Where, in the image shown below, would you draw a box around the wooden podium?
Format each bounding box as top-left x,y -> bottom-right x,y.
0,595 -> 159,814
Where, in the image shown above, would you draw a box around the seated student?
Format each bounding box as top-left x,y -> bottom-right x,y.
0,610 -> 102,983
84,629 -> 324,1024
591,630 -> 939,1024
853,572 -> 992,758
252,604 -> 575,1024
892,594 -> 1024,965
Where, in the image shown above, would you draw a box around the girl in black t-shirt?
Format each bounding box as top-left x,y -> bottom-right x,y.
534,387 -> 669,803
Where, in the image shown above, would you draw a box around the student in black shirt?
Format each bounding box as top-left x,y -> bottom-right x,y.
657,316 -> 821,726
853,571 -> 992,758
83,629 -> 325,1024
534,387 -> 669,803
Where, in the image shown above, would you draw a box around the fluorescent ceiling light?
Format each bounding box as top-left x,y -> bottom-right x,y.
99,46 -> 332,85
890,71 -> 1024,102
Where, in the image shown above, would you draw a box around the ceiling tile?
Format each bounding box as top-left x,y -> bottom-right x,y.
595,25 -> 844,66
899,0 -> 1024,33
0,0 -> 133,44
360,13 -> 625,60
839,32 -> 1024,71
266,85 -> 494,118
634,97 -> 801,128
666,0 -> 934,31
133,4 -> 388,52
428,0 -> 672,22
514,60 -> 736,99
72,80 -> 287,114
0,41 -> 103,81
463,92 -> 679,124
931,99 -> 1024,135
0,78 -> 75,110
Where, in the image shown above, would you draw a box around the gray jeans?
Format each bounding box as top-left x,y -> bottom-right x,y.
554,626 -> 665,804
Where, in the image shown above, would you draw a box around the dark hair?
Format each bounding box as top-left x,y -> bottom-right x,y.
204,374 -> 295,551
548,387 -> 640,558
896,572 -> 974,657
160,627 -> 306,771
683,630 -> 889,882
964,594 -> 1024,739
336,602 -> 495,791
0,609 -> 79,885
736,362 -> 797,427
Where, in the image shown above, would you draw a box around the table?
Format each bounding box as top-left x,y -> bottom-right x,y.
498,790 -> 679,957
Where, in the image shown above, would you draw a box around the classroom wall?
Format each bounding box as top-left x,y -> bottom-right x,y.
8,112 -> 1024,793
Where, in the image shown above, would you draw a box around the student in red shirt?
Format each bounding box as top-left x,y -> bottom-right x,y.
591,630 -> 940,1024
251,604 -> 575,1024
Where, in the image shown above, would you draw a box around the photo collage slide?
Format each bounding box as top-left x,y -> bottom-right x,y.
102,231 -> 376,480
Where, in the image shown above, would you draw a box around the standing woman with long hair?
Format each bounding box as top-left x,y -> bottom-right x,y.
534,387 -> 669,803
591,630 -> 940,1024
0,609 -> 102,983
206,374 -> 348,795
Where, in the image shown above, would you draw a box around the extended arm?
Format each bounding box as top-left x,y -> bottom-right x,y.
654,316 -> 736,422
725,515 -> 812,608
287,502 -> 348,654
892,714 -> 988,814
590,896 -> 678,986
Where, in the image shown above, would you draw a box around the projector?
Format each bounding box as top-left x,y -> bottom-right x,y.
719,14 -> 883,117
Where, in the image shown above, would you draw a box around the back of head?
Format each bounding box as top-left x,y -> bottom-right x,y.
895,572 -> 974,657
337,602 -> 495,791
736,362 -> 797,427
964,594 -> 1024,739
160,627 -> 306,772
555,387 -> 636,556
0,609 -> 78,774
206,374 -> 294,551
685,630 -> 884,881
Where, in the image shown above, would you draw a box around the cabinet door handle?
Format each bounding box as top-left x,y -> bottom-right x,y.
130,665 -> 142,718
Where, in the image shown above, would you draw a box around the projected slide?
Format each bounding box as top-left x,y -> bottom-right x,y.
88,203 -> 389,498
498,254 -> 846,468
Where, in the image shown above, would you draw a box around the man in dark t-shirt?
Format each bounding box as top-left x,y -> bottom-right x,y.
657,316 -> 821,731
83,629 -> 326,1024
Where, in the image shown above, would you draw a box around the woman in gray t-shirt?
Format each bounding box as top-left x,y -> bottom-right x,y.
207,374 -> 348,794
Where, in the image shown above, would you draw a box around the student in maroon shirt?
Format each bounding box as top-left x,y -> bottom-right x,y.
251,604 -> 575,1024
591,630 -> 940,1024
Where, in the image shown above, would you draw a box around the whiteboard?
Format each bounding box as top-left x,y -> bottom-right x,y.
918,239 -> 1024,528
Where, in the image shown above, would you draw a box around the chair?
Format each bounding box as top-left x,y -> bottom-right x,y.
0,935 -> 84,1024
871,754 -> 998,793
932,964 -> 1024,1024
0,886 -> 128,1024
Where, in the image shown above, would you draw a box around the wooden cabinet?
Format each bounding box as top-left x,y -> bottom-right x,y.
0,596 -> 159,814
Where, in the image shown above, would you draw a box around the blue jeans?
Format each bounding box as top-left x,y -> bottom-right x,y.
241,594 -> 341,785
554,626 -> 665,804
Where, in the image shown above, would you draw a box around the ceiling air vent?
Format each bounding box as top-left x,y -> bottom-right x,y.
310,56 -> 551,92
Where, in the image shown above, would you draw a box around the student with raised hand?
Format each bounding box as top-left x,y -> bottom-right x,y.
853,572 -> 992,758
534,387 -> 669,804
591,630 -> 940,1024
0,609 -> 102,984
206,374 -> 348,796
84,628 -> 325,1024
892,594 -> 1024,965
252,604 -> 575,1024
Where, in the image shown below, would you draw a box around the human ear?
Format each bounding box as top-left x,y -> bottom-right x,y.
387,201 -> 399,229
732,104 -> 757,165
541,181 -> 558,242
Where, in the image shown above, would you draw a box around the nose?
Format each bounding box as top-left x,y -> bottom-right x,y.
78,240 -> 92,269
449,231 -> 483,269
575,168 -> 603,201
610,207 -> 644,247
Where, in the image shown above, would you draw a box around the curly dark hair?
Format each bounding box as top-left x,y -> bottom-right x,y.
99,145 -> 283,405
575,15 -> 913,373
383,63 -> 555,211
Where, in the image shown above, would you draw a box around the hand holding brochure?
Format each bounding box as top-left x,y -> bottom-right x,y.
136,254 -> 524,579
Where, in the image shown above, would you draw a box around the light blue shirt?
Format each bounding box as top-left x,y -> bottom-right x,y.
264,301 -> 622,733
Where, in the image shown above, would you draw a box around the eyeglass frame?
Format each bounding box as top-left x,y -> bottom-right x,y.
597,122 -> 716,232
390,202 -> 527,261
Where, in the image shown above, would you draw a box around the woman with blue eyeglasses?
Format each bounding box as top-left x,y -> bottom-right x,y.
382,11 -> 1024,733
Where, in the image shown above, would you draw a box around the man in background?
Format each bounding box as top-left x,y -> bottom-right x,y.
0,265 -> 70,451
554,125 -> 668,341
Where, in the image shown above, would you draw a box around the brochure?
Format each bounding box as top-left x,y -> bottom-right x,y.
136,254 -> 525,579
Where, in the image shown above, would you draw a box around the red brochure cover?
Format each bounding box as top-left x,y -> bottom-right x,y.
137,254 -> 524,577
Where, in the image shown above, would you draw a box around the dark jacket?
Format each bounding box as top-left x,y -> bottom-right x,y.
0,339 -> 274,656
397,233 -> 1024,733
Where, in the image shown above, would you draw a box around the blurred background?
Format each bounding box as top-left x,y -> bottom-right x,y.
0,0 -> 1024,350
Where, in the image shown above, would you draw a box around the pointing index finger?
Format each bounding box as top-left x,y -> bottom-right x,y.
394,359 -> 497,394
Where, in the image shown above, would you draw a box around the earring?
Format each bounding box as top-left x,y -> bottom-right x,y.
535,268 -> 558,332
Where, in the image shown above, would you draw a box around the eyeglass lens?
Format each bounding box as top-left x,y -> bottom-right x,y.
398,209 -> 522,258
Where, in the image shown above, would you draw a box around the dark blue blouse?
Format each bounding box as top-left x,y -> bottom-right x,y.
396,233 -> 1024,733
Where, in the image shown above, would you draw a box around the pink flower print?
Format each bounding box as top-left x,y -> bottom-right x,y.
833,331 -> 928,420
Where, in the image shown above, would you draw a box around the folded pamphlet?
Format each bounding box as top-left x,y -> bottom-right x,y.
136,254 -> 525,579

**SHORT TASK**
Rewrite everything from the line containing "around the earring?" down to the line containing "535,268 -> 558,332", both ends included, requests and all, with each box coordinate in the answers multiplied by 1.7 and rounded to a whole number, halves rounded up. Give only those lines.

**EXERCISE ANSWER**
Where, in the image shown above, would you draw a box around the earring?
Format each bounding box as top-left x,y -> bottom-right x,y.
910,456 -> 949,564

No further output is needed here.